● **Entries supplied**:
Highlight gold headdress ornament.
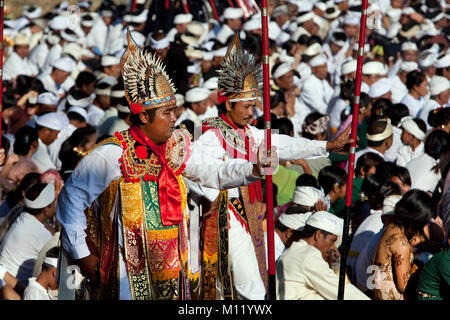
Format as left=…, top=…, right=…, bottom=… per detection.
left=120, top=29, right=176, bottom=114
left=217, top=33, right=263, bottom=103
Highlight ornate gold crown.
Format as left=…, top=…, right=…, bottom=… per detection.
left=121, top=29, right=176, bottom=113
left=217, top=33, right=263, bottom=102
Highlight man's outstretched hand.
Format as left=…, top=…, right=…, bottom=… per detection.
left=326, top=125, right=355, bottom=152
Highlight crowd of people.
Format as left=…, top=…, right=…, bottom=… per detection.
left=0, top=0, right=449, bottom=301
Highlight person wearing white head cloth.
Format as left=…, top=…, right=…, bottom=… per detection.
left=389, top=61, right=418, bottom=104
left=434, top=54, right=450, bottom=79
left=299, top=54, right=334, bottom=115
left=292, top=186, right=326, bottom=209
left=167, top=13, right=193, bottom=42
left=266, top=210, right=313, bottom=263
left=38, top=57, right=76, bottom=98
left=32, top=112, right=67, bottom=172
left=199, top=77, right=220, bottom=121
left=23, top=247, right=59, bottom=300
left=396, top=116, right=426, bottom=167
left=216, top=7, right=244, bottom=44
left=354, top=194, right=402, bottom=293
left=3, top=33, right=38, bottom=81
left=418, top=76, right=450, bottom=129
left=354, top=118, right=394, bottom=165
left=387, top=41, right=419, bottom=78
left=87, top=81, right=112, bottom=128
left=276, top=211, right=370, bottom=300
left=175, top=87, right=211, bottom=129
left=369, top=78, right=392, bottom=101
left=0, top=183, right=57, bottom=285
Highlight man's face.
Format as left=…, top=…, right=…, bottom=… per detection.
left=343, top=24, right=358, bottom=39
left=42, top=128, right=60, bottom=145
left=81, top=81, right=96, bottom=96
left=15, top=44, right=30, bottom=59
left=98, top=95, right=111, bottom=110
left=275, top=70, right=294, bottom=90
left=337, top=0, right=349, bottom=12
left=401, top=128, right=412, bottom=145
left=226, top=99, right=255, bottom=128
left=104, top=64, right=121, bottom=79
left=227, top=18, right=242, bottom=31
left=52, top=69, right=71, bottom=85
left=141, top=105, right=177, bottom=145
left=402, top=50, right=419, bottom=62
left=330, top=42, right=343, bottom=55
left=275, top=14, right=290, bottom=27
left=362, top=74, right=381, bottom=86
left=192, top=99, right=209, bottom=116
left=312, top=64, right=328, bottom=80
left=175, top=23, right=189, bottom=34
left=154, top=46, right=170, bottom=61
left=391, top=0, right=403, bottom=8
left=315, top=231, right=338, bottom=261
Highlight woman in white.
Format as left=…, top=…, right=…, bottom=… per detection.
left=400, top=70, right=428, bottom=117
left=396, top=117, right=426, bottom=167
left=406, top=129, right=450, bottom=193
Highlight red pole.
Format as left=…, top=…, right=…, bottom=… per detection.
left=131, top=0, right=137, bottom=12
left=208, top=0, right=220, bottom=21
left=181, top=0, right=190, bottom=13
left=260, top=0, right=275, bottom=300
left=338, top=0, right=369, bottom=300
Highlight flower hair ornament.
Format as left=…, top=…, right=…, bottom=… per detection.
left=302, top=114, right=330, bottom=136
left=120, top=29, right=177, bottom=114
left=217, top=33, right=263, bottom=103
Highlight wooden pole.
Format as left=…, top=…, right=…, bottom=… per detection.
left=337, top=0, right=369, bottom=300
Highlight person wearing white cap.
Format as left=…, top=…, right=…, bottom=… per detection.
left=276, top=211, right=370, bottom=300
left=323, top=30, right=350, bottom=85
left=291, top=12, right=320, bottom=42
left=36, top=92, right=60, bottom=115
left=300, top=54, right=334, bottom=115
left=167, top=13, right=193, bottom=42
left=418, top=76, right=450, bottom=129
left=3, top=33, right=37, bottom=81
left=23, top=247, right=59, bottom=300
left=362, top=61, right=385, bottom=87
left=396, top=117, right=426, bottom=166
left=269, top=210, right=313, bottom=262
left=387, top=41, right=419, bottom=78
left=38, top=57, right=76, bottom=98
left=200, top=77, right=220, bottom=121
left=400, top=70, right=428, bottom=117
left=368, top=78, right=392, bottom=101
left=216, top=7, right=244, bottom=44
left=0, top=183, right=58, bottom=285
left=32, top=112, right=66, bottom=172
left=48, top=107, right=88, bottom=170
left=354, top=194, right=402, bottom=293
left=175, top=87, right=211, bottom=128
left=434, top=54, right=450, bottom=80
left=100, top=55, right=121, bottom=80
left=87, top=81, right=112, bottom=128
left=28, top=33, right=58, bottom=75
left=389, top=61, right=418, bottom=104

● **Work instructions**: Scan the material above. Copy each line that holds the word "wearing".

● **Answer for the task**:
Highlight person wearing white head cloth.
Highlight person wearing white cap.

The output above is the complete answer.